## Aufgabe:
Schreiben Sie aus dem Bericht über die Feuerwehreinsätze an der Bahnstrecke den Abschnitt wortgetreu nieder, der bei den Worten „Zuletzt musste die“ einsetzt und nach „immer noch spüren.“ endet.

Im Scheinwerferlicht kämpften sich die Feuerwehrleute mit ihrer schweren Ausrüstung zu dem Zug vor, der rund 150 Meter hinter dem Eingangsportal des Tunnels stand. Aus den gewonnenen Erkenntnissen heraus wurde später ganz in der Nähe eine Nottreppe die Bahnböschung hinauf gebaut, über die Rettungskräfte von der Ostberger Straße aus den Einsatzort schneller und problemloser erreichen können.

Zuletzt musste die Feuerwehr am Mittwochabend (31.7.) auf den Schienensträngen eingreifen, als ein Bauzug auf der Strecke nach Fröndenberg mitten im Wohngebiet Gänsewinkel in Flammen aufging. Ein riesiger Feuerball hüllte die Unglücksstelle ein, die nur schwer über private Grundstücke zu erreichen ist. Die fünfköpfige Besatzung hatte sich schon allein aus der sogenannten Gleisstopfmaschine ins Freie retten können, an der ein Sachschaden im höheren sechsstelligen Bereich entstand. Sie musste später abgeschleppt werden. Die Brandursache ist bislang noch nicht geklärt. Die Ermittlungen gestalten sich schwierig wegen der immensen Zerstörungen, die das Feuer und die Hitze angerichtet haben. Das Wrack, das im ehemaligen Bahnhof Schwerte-Ost abgestellt war, ließ den Schrecken der Nacht immer noch spüren.

## Gezeigtes Material:
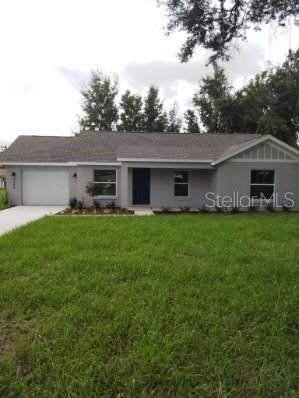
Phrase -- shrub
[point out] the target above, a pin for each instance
(185, 209)
(93, 189)
(252, 208)
(204, 209)
(111, 205)
(80, 204)
(286, 208)
(97, 204)
(73, 203)
(3, 198)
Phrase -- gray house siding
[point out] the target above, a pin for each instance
(14, 190)
(85, 175)
(235, 177)
(225, 179)
(162, 188)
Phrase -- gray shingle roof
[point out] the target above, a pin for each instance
(109, 146)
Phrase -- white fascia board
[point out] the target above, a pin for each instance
(238, 151)
(65, 164)
(283, 145)
(257, 142)
(38, 164)
(141, 160)
(98, 163)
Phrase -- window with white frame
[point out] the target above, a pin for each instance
(181, 183)
(106, 182)
(262, 184)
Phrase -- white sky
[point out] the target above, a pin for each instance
(48, 48)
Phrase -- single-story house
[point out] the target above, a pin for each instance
(152, 169)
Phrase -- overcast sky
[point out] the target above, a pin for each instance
(48, 48)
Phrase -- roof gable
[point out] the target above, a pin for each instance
(264, 148)
(267, 151)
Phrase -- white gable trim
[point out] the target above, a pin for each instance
(255, 143)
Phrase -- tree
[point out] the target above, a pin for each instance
(192, 125)
(99, 103)
(154, 117)
(174, 119)
(269, 104)
(215, 24)
(213, 101)
(131, 115)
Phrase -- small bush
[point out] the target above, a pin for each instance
(97, 204)
(185, 209)
(93, 189)
(252, 208)
(111, 205)
(80, 204)
(73, 203)
(204, 209)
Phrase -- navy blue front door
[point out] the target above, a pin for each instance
(141, 186)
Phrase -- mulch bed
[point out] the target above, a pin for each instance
(95, 212)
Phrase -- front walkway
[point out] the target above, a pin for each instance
(16, 216)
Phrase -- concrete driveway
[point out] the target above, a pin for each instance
(20, 215)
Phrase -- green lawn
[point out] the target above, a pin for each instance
(169, 306)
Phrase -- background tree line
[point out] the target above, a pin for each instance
(268, 104)
(102, 111)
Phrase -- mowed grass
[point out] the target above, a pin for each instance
(169, 306)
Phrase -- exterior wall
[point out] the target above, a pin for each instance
(14, 191)
(229, 177)
(235, 177)
(162, 188)
(85, 175)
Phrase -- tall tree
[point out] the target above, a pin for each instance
(154, 116)
(215, 24)
(191, 122)
(131, 114)
(99, 103)
(212, 101)
(174, 119)
(269, 104)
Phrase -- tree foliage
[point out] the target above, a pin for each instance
(268, 104)
(174, 119)
(213, 101)
(100, 112)
(131, 112)
(214, 24)
(154, 116)
(191, 122)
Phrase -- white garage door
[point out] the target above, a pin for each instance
(45, 187)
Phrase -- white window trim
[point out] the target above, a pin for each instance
(116, 180)
(181, 183)
(257, 200)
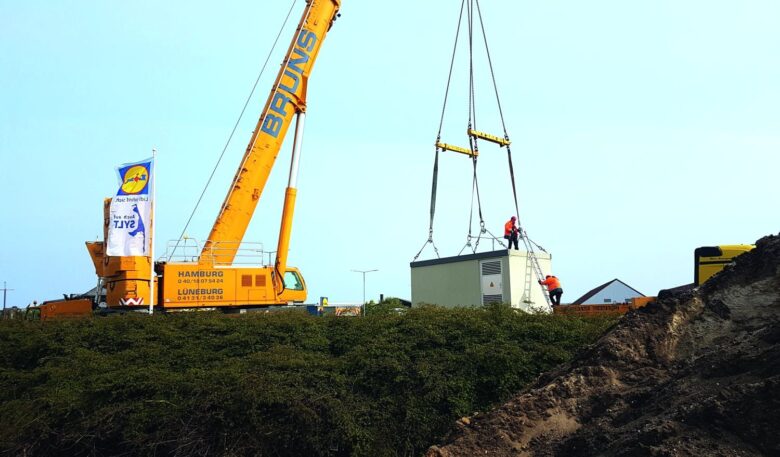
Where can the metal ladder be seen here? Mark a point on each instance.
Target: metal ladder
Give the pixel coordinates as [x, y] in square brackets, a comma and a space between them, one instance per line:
[537, 269]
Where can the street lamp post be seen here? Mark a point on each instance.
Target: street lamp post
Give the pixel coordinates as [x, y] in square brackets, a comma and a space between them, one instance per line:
[364, 281]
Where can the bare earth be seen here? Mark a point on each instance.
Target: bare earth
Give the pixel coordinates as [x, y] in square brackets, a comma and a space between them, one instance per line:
[696, 373]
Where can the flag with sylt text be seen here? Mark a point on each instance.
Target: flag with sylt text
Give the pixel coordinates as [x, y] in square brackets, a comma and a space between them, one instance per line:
[129, 224]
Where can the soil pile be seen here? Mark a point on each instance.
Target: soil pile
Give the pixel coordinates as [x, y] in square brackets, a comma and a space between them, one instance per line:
[695, 373]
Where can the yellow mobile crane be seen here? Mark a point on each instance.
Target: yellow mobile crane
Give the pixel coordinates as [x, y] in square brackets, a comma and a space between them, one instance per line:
[211, 280]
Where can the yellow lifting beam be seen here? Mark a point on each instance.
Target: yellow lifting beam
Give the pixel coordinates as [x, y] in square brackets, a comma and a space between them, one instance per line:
[449, 147]
[488, 137]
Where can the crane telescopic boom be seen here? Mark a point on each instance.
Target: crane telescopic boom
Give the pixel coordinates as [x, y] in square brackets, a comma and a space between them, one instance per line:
[287, 98]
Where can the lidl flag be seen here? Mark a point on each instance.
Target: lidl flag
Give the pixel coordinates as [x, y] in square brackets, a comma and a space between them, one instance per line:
[129, 223]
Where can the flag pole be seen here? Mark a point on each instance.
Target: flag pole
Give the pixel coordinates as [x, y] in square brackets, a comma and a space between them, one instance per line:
[151, 240]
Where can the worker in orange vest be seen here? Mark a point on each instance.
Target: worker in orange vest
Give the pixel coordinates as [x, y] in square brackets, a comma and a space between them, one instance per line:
[553, 288]
[510, 232]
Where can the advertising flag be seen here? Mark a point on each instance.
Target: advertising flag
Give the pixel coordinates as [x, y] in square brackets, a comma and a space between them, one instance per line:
[129, 225]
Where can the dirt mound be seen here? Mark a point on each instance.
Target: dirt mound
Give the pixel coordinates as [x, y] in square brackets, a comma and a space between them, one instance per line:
[695, 373]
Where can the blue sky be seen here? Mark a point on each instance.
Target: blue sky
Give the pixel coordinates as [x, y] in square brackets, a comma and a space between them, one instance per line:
[641, 130]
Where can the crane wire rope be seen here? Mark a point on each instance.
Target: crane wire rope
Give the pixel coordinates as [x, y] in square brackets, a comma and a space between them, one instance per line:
[235, 127]
[501, 115]
[435, 179]
[523, 234]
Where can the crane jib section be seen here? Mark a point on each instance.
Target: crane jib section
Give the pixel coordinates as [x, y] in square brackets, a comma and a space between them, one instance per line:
[285, 93]
[286, 99]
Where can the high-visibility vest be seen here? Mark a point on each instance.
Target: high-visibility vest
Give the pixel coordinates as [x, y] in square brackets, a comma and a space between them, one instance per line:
[552, 283]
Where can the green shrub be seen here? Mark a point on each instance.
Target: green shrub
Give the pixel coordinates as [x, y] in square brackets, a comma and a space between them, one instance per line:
[196, 384]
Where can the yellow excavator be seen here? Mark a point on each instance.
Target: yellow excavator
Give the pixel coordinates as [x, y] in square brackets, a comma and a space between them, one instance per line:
[211, 279]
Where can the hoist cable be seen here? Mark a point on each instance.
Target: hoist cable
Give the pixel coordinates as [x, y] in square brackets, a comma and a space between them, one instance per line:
[435, 179]
[452, 64]
[235, 127]
[501, 114]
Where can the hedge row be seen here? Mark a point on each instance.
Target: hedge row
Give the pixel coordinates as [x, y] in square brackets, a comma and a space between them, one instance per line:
[277, 384]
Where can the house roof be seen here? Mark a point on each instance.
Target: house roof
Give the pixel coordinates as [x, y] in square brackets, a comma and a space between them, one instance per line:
[598, 289]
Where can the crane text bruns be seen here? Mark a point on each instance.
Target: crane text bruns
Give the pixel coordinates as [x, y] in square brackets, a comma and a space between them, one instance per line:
[277, 108]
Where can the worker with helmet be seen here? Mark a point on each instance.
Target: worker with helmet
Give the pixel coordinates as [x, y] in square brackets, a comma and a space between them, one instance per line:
[511, 232]
[553, 288]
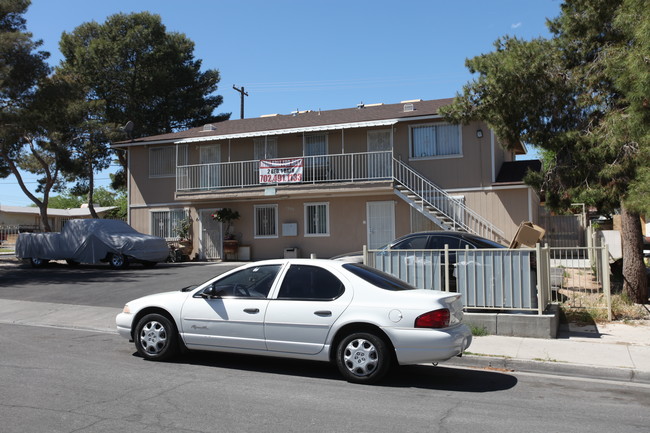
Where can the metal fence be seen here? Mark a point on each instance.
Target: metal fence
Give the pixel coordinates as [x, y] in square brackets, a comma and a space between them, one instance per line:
[506, 279]
[579, 277]
[9, 234]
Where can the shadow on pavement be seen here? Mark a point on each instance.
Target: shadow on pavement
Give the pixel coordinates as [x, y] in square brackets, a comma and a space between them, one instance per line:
[414, 376]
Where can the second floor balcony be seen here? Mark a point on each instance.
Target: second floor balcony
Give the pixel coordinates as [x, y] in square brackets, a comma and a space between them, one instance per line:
[347, 167]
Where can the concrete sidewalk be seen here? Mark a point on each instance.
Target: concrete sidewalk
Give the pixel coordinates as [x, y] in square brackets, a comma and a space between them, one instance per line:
[612, 351]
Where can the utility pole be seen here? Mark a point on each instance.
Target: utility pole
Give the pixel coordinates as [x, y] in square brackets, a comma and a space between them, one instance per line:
[242, 93]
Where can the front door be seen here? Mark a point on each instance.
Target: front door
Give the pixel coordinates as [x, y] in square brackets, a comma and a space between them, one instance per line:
[233, 316]
[210, 174]
[211, 236]
[380, 218]
[379, 163]
[309, 301]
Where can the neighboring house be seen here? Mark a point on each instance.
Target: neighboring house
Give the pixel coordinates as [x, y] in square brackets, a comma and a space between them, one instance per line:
[328, 182]
[29, 218]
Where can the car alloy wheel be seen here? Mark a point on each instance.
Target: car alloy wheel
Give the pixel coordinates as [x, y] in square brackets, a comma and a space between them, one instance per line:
[156, 337]
[363, 358]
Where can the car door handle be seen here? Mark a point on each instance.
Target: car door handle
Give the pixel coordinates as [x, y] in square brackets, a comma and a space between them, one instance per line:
[323, 313]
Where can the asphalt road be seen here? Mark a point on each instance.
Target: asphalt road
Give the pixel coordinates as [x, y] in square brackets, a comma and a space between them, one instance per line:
[58, 380]
[99, 285]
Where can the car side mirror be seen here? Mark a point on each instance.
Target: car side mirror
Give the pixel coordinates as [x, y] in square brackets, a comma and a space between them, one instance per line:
[211, 292]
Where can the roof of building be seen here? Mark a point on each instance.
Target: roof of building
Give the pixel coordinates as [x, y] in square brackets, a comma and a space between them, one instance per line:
[514, 171]
[301, 121]
[363, 116]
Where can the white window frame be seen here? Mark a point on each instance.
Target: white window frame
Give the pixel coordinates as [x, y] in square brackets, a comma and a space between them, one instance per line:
[308, 224]
[435, 156]
[274, 208]
[162, 161]
[173, 216]
[265, 148]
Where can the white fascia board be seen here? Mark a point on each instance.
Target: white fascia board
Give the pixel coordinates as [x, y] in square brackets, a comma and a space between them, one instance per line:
[143, 143]
[320, 128]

## Schriftliche Antwort:
Zuletzt musste die Feuerwehr am Mittwochabend (31.7.) auf den Schienensträngen eingreifen, als ein Bauzug auf der Strecke nach Fröndenberg mitten im Wohngebiet Gänsewinkel in Flammen aufging. Ein riesiger Feuerball hüllte die Unglücksstelle ein, die nur schwer über private Grundstücke zu erreichen ist. Die fünfköpfige Besatzung hatte sich schon allein aus der sogenannten Gleisstopfmaschine ins Freie retten können, an der ein Sachschaden im höheren sechsstelligen Bereich entstand. Sie musste später abgeschleppt werden. Die Brandursache ist bislang noch nicht geklärt. Die Ermittlungen gestalten sich schwierig wegen der immensen Zerstörungen, die das Feuer und die Hitze angerichtet haben. Das Wrack, das im ehemaligen Bahnhof Schwerte-Ost abgestellt war, ließ den Schrecken der Nacht immer noch spüren.